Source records
····················

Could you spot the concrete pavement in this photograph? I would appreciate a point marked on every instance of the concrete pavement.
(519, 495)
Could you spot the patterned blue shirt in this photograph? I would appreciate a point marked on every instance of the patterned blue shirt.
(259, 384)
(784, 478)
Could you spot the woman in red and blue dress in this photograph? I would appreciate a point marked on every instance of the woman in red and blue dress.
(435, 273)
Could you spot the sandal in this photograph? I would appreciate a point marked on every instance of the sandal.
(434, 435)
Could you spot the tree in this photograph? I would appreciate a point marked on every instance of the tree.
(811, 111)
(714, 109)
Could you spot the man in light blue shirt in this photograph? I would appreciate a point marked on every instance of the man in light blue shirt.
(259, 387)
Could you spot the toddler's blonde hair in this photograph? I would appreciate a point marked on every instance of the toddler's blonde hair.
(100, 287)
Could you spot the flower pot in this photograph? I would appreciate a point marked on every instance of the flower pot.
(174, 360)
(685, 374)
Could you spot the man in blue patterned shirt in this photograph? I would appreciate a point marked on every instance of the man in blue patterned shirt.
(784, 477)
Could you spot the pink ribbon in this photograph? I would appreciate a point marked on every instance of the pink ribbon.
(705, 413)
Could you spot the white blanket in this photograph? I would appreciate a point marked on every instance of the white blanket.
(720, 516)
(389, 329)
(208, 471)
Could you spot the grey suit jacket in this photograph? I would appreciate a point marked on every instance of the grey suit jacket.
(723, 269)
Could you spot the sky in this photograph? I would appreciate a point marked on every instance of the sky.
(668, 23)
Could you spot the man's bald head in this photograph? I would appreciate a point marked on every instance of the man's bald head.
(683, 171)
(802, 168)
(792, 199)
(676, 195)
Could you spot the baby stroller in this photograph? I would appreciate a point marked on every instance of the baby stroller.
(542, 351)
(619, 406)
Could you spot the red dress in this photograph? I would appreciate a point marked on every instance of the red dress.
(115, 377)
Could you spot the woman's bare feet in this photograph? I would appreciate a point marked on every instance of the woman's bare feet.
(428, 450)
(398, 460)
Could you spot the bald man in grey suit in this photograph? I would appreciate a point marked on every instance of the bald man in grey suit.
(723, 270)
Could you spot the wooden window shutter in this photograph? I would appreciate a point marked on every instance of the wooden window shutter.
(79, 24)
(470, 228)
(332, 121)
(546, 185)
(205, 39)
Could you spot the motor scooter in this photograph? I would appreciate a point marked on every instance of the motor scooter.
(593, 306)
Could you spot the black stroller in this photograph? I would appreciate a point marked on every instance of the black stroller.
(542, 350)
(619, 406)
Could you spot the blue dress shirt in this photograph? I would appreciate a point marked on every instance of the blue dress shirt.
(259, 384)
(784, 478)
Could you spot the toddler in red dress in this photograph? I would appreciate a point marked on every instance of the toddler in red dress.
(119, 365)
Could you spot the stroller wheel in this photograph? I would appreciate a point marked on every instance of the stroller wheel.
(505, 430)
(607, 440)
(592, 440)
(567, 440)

····················

The records above are to be transcribed exactly and completely.

■ Your response:
Could you spot the concrete pavement in this photograph? I would appreciate a point marked on every instance of the concrete pavement.
(519, 495)
Could you spot the patterned blue shirt in this photograph? I would appreciate a point marked on every instance of the patterned blue shirt.
(259, 384)
(784, 478)
Could you spot the woman in red and blue dress in this photograph? I would appreciate a point marked on every instance of the woman in red and blue dress.
(435, 273)
Could you spot the sandal in this photograph? I would appreciate a point marked on every instance of the sandal.
(434, 435)
Could you spot the tree in this photograph? I would appreciate a point marked on every instance of the tree.
(811, 111)
(714, 109)
Could you spot the man in light blue shirt in this photograph? I would appreciate a point marked on every instance of the man in light blue shirt.
(259, 387)
Could you spot the toddler's blonde hair in this photograph? I would appreciate a point marked on every instance of the toddler's blonde hair.
(100, 287)
Could you spot the flower pot in this photograph? I would appreciate a point marked on every instance of the flower pot.
(174, 360)
(685, 374)
Could you spot the man in blue patterned shirt in this photograph? I would appreciate a point marked on every instance of the man in blue patterned shirt.
(784, 477)
Could you spot the pink ribbon in this photograph? I would appreciate a point marked on every instance of the pink ribbon.
(705, 413)
Could you spot the white blanket in this photograph? I would appreciate a point marked on every instance of the white blanket.
(720, 516)
(389, 329)
(208, 471)
Could you spot the grey suit jacket in this photograph? I would appreciate a point marked on every instance of the grey suit jacket.
(723, 269)
Could you spot the sky in this photograph? I would appreciate a point marked on every instance of the sky.
(668, 23)
Could you spot the man's bald head in this photograph? I would appreciate a point marked on every instance of the man's bald head.
(683, 171)
(802, 168)
(792, 199)
(676, 195)
Could you spot the baby stroller in this photograph? I would appreciate a point marked on every instance of the baby stroller.
(542, 351)
(619, 406)
Could you spot the red dress in this photograph? I would appreciate a point marked on every instance of the red dress.
(115, 377)
Could you spot the woman's bare feet in this photograph? I would appreciate a point marked on every instance of the woman's bare feet.
(428, 450)
(398, 460)
Could you spot the bald man in grey suit in this photograph? I would appreciate a point marked on every instance of the bald man in grey suit.
(723, 270)
Could you spot the wooden window shutter in this photograph? I would appreciate a point marked on every instance of the wooden window shutter.
(79, 24)
(470, 228)
(332, 121)
(546, 185)
(205, 39)
Could you spot the motor scooter in this photograph? I would appreciate a point marked on every instance of the motor scooter.
(593, 306)
Could you spot the black stroller in this photograph? I would appreciate a point marked on every instance of the black stroller.
(542, 350)
(619, 406)
Could you spot the blue dress shirt in this photograph? I would appreciate a point marked on every instance of the blue dress shirt.
(259, 384)
(784, 478)
Could you spot the toddler in red dress in this photograph? I would appreciate a point marked on every instance of the toddler in red dress.
(119, 365)
Could you spot the stroller wheel in this photograph? I would appreciate a point marked on every instance of the stroller wheel.
(505, 430)
(607, 440)
(592, 440)
(567, 440)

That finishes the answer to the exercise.